### REQUIRED ACTIONS
• A. In the GCE Board article, transcribe the passage that begins at the words "Speaking in an" and stops after "of the Board.".
• B. Condense the paragraph of the GCE Board article that opens with "Speaking in an exclusive interview" while keeping its main facts.

Close to 10 schools will, on August 10, face the Examination Executive Committee, EEC, of the Cameroon General Certificate of Education, GCE Board.

These institutions have been summoned by the Board to answer charges of examination malpractices ranging from impersonation, use of mobile phones, use of pre-prepared materials, absenteeism,  the use of multiple choice questions with regular pattern, among others that characterised the 2013/2014 session of the examination in these institutions.

Besides the above schools, some individual candidates, Superintendents of examination centres and Principals of various institutions of learning have also been summoned to appear before the EEC of  the GCE Board for related examination shortcomings, and to assist the EEC in investigating some of the allegations.

Speaking in an exclusive interview with The Post, the Registrar of the GCE Board, Humphrey Ekema Monono, said these institutions, whose results have been withheld and candidates who have been summoned, will be rigorously vetted. If found guilty, the Registrar went on, the schools and the candidates will be severely sanctioned. Some of the sanctions include; suspension of candidates for either three years or one year – depending on the gravity of offences. But, the results of any found not guilty, will be released.

 

This move, the Registrar went on, is intended to put an end to cheating and other examination misconducts that can tarnish the image of the Board.

Monono threw more light on the performances of the candidates in the various levels: out of the 81,877 candidates who sat for the Ordinary Level, only 28,177 succeeded, scoring 34.77 percent. This year’s results, he added, recorded a decrease of 11.36 percent as compared to last year.

A set of data
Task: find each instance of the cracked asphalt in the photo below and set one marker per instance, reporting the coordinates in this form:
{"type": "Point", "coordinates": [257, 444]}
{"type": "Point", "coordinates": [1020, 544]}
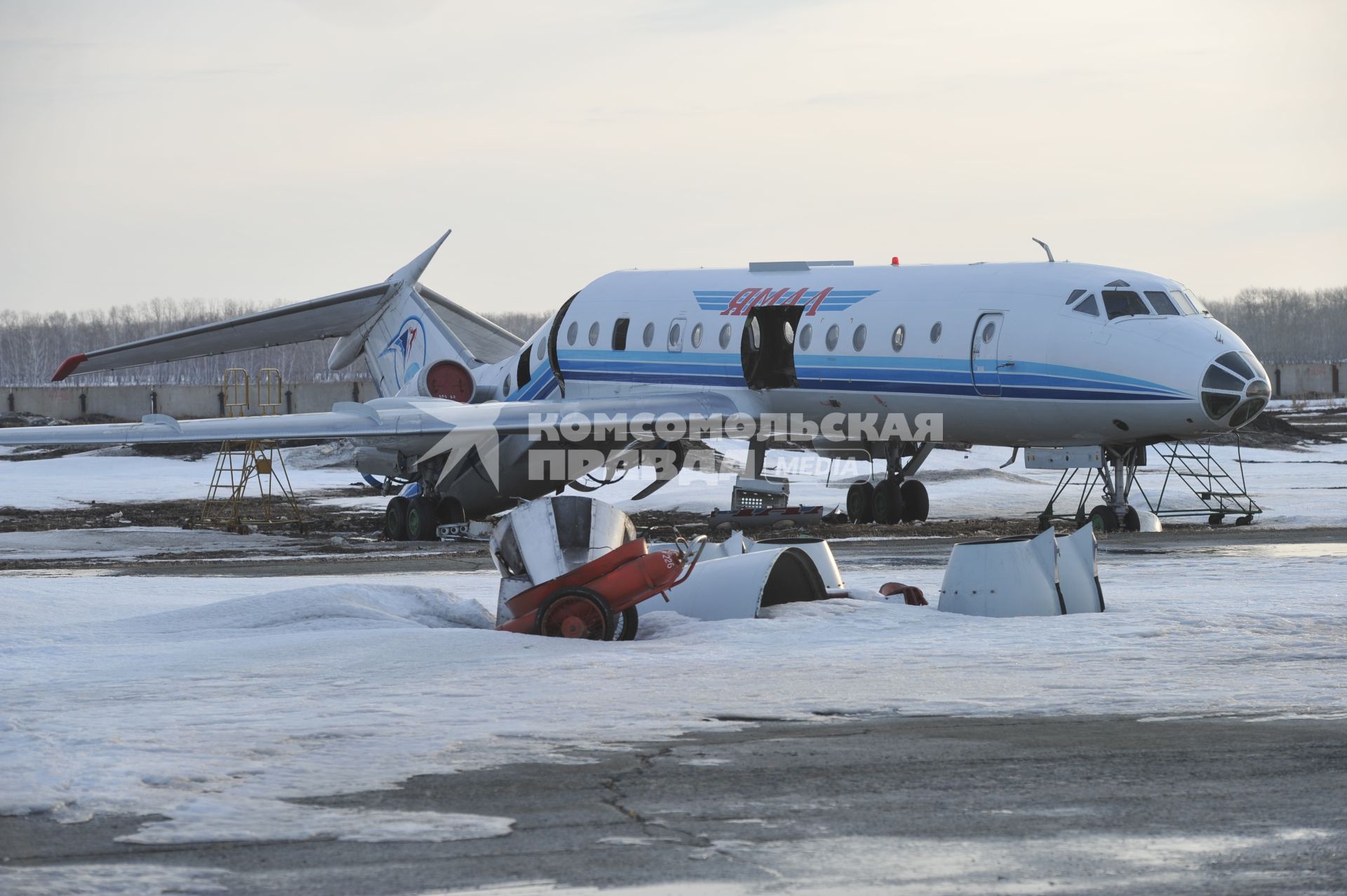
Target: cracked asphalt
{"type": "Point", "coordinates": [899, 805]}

==

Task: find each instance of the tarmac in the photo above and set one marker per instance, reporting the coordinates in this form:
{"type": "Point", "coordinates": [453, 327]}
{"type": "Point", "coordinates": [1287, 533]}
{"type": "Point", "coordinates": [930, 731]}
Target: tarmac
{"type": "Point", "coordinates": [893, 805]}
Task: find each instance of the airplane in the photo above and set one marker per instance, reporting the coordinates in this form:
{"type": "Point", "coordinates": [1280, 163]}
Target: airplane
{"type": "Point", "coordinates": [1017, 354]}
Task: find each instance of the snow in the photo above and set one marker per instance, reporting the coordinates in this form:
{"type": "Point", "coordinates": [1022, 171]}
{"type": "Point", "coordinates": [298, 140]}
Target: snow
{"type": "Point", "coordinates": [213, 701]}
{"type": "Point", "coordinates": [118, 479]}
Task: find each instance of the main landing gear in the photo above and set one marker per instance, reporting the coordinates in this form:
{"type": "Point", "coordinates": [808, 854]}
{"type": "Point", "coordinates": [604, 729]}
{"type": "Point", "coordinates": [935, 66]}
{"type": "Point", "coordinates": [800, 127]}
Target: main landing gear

### EXPECTED ANSWERS
• A.
Speaking in an exclusive interview with The Post, the Registrar of the GCE Board, Humphrey Ekema Monono, said these institutions, whose results have been withheld and candidates who have been summoned, will be rigorously vetted. If found guilty, the Registrar went on, the schools and the candidates will be severely sanctioned. Some of the sanctions include; suspension of candidates for either three years or one year – depending on the gravity of offences. But, the results of any found not guilty, will be released.

 

This move, the Registrar went on, is intended to put an end to cheating and other examination misconducts that can tarnish the image of the Board.

• B. In an exclusive interview with The Post, GCE Board Registrar Humphrey Ekema Monono said the summoned institutions, whose results have been withheld, and the summoned candidates will be rigorously vetted. Those found guilty will be severely sanctioned. Sanctions include suspending candidates for three years or one year, depending on how grave the offenses are. Results of anyone found not guilty will be released.